DOCUMENT EXCERPT:
>> Begin

While funding and the size of the Navy budget are always contentious issues in Washington, the service has been on a funding roll of late, especially in shipbuilding. Over the past three years, beginning with the 2021 appropriations bill and extending to the just-enacted 2023 legislation, the total amount of funding for naval shipbuilding has increased each year at congressional direction. One can argue that Congress is driving this increase and not the Navy, but in the final analysis more investment is going into the construction of the future fleet.
In the 2021 budget, Congress appropriated $23.3 billion, compared with the requested amount of $19.9 billion. In 2022, Congress added $4.71 billion to the Navy’s $22.5 billion request. The just-enacted 2023 budget provides $31.9 billion for shipbuilding—a $4 billion increase.3 The funding being invested in naval shipbuilding is increasing in dramatic fashion. The fiscal year (FY) 2023 total is $12 billion higher than the $19.9 billion the Navy was requesting only three years ago. That equates to a 37.6 percent increase in funding for shipbuilding since 2021.
This congressional focus on naval matters is not limited to providing more funding for ships and weapons. The 2023 budget also includes the creation of a new National Commission on the Future of the Navy, whose writ is to assess the future force structure and make specific policy recommendations on the types of ships and aircraft the service should procure to meet future requirements and operational demands.
To accomplish this task, Congress directed the commission to assess plans using four different funding levels, ranging from the current budget to budgets growing at 3 and 5 percent, respectively, and then to assess a force unconstrained by costs. The commission is also directed to assess the state of the nation’s shipyards and repair facilities and offer recommendations for injecting greater use of advanced technologies, such as artificial intelligence, into the fleet. An unclassified report is required by 1 July 2024.4
Shipbuilding Is Growing
According to Navy Secretary Carlos Del Toro, the Navy now has 54 ships under construction, emphasizing that these are the “right ships” for the service to be building today.5 Adding the Columbia-class strategic ballistic-missile submarine effort, ongoing construction of the Virginia-class nuclear attack submarine with the Virginia Payload Module, two Gerald R. Ford–class aircraft carriers, and three Constellation-class frigates entering construction to Secretary Del Toro’s 54 ships noted above, the nation’s major shipyards are approaching the limits of their building capacity.
Chief of Naval Operations Admiral Michael Gilday has noted, “We have an industrial capacity that’s limited. In other words, we can only get so many ships off the production line a year. My goal would be to optimize those production lines for destroyers, for frigates, for amphibious ships, for the light amphibious ships, for supply ships.”6 He added that industry requires clear “signals” from the Navy on acquisition to initiate the costly expenditures required to boost overall shipbuilding capacity.

>> End

EXERCISE SET:
A. Summarize the passage on naval shipbuilding funding in two sentences.
B. List every ship class named in the passage on naval shipbuilding funding, along with the type of vessel given for each.
C. Write the next part of the passage on naval shipbuilding funding, picking up after its final sentence.

SUPPLIED DATA:
>> Begin

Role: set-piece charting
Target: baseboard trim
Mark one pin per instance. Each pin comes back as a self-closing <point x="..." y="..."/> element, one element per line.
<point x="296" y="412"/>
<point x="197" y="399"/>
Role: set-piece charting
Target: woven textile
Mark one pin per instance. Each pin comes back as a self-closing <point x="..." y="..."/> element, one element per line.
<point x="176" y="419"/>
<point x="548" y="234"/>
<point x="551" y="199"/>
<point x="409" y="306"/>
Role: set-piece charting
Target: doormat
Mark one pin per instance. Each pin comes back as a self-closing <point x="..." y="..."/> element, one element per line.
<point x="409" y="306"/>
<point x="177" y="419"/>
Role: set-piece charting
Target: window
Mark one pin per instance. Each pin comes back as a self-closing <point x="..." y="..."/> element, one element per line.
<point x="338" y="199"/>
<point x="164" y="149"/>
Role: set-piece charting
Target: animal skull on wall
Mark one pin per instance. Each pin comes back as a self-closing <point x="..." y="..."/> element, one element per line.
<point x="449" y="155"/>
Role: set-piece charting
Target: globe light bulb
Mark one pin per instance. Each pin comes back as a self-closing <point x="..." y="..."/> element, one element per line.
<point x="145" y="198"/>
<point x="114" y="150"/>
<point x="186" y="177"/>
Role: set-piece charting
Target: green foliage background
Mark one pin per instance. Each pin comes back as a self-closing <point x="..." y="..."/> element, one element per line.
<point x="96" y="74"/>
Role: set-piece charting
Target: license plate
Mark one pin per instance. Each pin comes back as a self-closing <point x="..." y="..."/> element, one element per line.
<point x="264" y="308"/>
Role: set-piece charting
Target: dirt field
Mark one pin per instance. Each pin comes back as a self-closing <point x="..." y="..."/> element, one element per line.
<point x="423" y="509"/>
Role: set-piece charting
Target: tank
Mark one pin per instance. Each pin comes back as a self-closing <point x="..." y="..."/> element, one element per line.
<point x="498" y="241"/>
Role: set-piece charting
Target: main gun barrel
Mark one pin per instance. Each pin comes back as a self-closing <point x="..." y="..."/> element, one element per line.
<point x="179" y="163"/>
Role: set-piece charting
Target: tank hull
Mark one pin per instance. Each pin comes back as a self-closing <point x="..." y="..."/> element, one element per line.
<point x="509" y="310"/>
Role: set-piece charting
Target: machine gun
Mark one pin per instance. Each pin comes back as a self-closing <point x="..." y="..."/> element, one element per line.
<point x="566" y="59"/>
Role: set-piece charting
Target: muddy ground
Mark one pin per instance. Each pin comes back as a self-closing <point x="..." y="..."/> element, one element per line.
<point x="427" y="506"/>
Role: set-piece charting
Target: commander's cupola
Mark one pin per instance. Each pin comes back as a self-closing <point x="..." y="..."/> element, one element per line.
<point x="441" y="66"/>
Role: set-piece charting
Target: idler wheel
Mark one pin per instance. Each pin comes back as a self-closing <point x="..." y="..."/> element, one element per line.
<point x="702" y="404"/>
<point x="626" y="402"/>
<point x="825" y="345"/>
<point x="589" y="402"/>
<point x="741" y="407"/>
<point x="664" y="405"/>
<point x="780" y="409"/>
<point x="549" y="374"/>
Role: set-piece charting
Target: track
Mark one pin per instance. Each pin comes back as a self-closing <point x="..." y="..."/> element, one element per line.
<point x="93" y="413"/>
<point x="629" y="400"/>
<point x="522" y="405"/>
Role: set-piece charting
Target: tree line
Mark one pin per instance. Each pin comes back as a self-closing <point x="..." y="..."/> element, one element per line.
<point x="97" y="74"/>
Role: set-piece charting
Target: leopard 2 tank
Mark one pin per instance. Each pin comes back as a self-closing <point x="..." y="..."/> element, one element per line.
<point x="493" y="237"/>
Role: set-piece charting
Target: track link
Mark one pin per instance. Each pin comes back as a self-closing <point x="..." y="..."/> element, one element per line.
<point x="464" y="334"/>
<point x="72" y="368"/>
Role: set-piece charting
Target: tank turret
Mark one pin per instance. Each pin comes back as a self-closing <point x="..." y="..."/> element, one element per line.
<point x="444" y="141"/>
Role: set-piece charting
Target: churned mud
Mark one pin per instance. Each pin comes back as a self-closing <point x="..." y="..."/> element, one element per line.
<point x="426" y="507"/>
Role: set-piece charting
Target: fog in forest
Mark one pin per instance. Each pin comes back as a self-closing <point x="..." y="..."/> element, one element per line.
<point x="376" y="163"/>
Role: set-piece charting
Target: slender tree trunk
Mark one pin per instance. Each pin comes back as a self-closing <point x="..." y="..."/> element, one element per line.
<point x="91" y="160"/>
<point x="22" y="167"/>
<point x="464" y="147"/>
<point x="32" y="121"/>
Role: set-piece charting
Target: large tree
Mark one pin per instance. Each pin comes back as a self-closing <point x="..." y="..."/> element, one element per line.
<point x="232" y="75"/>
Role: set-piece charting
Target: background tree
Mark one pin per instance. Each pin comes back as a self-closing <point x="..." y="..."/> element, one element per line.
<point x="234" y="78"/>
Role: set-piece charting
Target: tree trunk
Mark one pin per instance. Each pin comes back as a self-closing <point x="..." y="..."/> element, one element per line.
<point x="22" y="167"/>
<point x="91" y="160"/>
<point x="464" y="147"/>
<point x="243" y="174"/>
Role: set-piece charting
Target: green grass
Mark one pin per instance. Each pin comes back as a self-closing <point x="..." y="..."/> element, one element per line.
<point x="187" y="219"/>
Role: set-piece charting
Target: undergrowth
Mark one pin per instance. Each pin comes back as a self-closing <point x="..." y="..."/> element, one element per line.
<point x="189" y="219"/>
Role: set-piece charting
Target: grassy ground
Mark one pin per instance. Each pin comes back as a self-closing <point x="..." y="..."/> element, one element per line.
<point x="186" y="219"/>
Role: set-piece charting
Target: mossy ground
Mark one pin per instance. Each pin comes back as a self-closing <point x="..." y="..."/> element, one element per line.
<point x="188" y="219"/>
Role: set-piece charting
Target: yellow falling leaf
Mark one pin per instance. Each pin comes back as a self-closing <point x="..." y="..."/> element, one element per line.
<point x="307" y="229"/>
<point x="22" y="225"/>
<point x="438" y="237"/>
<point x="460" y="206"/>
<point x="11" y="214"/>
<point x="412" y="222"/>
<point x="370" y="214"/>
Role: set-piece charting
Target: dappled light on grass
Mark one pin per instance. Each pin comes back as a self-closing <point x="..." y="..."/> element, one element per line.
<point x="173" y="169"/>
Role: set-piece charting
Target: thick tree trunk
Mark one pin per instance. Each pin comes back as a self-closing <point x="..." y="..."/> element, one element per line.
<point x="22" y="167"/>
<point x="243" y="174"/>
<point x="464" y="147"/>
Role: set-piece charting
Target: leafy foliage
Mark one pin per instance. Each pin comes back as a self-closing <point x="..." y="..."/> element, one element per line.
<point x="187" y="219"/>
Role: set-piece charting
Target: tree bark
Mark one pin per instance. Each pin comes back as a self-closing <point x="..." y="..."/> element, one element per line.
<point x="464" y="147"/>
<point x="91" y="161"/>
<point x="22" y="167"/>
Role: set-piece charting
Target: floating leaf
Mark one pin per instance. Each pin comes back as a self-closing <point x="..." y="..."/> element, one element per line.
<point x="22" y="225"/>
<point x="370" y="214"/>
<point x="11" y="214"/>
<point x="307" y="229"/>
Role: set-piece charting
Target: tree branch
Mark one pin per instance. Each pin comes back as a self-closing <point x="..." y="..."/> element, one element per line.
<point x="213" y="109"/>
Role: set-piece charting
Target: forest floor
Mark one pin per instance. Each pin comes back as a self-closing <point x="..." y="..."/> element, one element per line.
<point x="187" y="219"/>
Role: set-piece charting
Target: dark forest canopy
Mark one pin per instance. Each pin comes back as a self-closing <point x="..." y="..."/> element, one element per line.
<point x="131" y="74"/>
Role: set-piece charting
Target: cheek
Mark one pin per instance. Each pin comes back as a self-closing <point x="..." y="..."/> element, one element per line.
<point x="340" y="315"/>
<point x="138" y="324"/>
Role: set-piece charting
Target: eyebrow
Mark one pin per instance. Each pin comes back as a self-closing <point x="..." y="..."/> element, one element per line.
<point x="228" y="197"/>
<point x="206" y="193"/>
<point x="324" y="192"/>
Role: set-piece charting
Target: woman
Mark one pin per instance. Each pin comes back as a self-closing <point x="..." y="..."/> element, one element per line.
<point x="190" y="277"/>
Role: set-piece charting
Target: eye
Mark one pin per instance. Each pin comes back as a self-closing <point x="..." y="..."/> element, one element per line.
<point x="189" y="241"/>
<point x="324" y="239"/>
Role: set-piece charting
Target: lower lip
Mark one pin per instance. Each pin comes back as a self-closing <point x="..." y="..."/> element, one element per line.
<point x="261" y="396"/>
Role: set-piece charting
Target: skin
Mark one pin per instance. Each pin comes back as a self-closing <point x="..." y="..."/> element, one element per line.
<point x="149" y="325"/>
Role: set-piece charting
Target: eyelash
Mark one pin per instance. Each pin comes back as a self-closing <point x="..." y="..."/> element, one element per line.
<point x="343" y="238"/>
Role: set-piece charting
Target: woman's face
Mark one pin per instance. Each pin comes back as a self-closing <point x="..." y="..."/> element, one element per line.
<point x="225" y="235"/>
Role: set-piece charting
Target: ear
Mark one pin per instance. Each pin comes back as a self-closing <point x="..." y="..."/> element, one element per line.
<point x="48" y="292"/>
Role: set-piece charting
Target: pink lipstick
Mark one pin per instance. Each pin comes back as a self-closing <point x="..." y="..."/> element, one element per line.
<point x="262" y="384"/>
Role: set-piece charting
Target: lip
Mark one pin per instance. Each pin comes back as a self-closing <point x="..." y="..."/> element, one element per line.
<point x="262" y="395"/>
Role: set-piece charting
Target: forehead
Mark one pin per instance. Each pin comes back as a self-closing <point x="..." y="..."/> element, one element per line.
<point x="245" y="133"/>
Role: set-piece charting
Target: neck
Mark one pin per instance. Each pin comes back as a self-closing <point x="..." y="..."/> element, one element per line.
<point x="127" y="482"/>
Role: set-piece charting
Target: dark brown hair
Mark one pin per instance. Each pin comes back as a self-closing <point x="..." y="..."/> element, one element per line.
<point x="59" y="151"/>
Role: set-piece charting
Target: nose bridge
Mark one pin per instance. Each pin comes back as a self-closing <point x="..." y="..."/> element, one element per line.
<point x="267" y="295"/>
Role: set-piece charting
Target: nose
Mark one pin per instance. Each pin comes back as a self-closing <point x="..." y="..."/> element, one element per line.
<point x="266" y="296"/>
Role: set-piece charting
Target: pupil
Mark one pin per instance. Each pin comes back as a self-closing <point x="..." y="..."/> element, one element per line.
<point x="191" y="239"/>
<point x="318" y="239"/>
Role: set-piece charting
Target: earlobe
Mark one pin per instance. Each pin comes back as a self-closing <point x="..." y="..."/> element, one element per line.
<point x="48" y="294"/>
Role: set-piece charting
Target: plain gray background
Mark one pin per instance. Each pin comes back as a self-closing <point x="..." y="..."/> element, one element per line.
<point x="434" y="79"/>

>> End

RESULTS OF THE TASKS:
A. Congress has increased naval shipbuilding funding each year from the 2021 through the 2023 appropriations, reaching $31.9 billion in FY 2023, and has created a National Commission on the Future of the Navy to assess future force structure, shipyards, and the use of advanced technologies. With 54 ships under construction plus several other major programs, the nation's major shipyards are approaching the limits of their capacity, and Admiral Gilday has said industry needs clear signals from the Navy before spending to expand it.

B.
- Columbia-class: strategic ballistic-missile submarine
- Virginia-class: nuclear attack submarine
- Gerald R. Ford–class: aircraft carrier
- Constellation-class: frigate

C.
Unmanned Emerges
The past year witnessed some remarkable achievements in pushing forward the concept of a hybrid fleet composed of manned and unmanned ships and aircraft. These advancements were achieved across the entire spectrum of naval operations, from developmental and operational testing, to experiments with a wide range of prototypes, up to real fleet deployments. The Navy’s special Pentagon-based Task Force Unmanned has also conducted a series of “sprints” on specific unmanned issues but has said little publicly about its overall goals or if it has achieved any successes.7
The biennial Rim of the Pacific (RimPac) exercise conducted in the waters around the Hawaiian Islands was a standout success and a window into how the future hybrid fleet might operate. Conducted between June and August, RimPac witnessed the deployment of four prototype unmanned surface vessels (USVs), the trimarans Sea Hunter and Seahawk and two converted offshore supply vessels, the Nomad and Ranger. The four USVs conducted a variety of missions using different payloads—all while controlled from either a small team deployed on board an Arleigh Burke–class guided-missile destroyer or, for the first time, from a land-based unmanned-vehicle operations center.8
Another prototype USV, the Mariner, was delivered in 2022 and after outfitting is expected to join the rapidly growing USV Division 1 (USVDiv1) unit on the West Coast. That unit was officially established in May 2022 as the fleet-based testing arm for USVs and their associated autonomy systems and payloads. It also operates the unmanned-vehicle operations center located at Port Hueneme, California. “We’re at a level of evolution for how we are doing these types of testing events where you need a dedicated command that’s focused on bringing forward the technology, the lethality, the interconnectedness and finding out the right tactics, techniques, and procedures for how we are going to interact and work with the fleet,” said Commander Jeremiah Daley, who commands USVDiv1.9
At congressional direction and using directed funding, the Navy also experimented with the AustalUSA-built USS Apalachicola (EPF-13) as an autonomous logistics vessel, conducting a series of five autonomous transits across the Gulf of Mexico.10 EPF-13 is the largest ship with which the Navy has demonstrated autonomous capability and could be a useful prototype for better understanding the capabilities and operational attributes the service requires for the still-notional large USV, whose mission is to be an adjunct missile magazine for the surface fleet.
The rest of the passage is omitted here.